▸ **Task to complete**: Put the lines of the items below, from the line with "If you could mark the lower" to the line with "<point>301,220</point>" (both included), into a JSON list of strings with one string per line. Leave out blank lines and every line outside that range.

▸ **The records**:

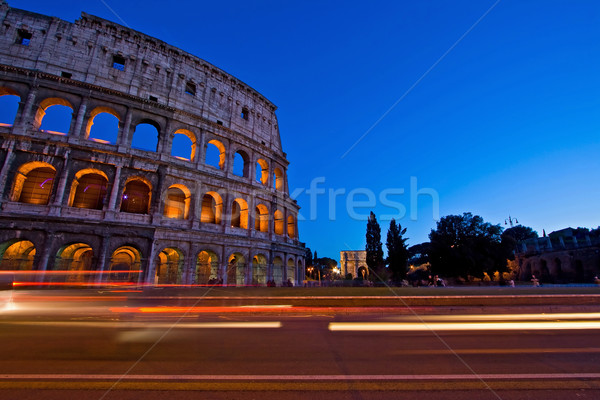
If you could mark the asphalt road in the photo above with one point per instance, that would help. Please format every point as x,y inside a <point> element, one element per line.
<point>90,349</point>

...

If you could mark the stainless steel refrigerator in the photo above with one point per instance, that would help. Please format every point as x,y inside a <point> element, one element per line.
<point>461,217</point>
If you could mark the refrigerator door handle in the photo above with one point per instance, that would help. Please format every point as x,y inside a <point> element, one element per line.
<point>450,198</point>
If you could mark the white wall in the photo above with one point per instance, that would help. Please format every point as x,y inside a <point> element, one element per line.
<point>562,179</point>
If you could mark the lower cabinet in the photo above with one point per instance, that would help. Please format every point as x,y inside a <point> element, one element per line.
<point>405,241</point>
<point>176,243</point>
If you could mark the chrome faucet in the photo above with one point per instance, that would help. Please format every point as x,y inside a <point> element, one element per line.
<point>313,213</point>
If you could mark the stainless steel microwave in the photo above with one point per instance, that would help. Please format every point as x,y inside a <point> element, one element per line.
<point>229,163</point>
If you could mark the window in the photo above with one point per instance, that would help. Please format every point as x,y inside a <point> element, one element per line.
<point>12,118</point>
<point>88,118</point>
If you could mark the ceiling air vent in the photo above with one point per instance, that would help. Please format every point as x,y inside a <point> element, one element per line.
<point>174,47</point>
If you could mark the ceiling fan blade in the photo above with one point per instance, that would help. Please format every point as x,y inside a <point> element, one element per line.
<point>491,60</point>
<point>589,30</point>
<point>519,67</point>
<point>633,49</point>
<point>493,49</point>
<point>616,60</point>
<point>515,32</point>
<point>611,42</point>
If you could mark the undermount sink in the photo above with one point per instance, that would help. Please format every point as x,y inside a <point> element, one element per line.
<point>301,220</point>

---

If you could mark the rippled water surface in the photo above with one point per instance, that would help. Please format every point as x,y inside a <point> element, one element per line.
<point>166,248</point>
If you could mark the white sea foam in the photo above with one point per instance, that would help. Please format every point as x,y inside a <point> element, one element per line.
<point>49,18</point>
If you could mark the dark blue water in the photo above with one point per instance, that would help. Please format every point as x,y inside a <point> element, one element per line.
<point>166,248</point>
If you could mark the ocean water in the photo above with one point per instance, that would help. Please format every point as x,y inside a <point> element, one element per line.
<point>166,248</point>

▸ **Worked solution**:
[
  "If you could mark the lower cabinet in the photo above with one point per instance, that would help. Please format every point as x,y inside a <point> element, one element per line.",
  "<point>405,241</point>",
  "<point>176,243</point>",
  "If you could mark the chrome faucet in the photo above with one point per instance, that would help. Please format every point as x,y inside a <point> element, one element per line.",
  "<point>313,213</point>",
  "If you could mark the stainless steel microwave in the photo above with one point per instance, that would help. Please format every point as x,y inside a <point> element, one element per line.",
  "<point>229,163</point>",
  "If you could mark the window in the photo above with one point per instance, that would help. Please format every point as x,y inside a <point> element, one element per line.",
  "<point>12,118</point>",
  "<point>88,118</point>",
  "If you could mark the ceiling air vent in the photo above with one point per instance, that would help. Please format every point as x,y inside a <point> element, one element per line.",
  "<point>174,47</point>",
  "If you could mark the ceiling fan blade in the photo above with one point per instance, that would help. Please format every point as x,y inside a <point> element, one element per line.",
  "<point>491,60</point>",
  "<point>589,30</point>",
  "<point>519,67</point>",
  "<point>633,49</point>",
  "<point>493,49</point>",
  "<point>616,60</point>",
  "<point>515,32</point>",
  "<point>611,42</point>",
  "If you could mark the undermount sink in the photo above with one point per instance, that would help. Please format every point as x,y inside a <point> element, one element per line.",
  "<point>301,220</point>"
]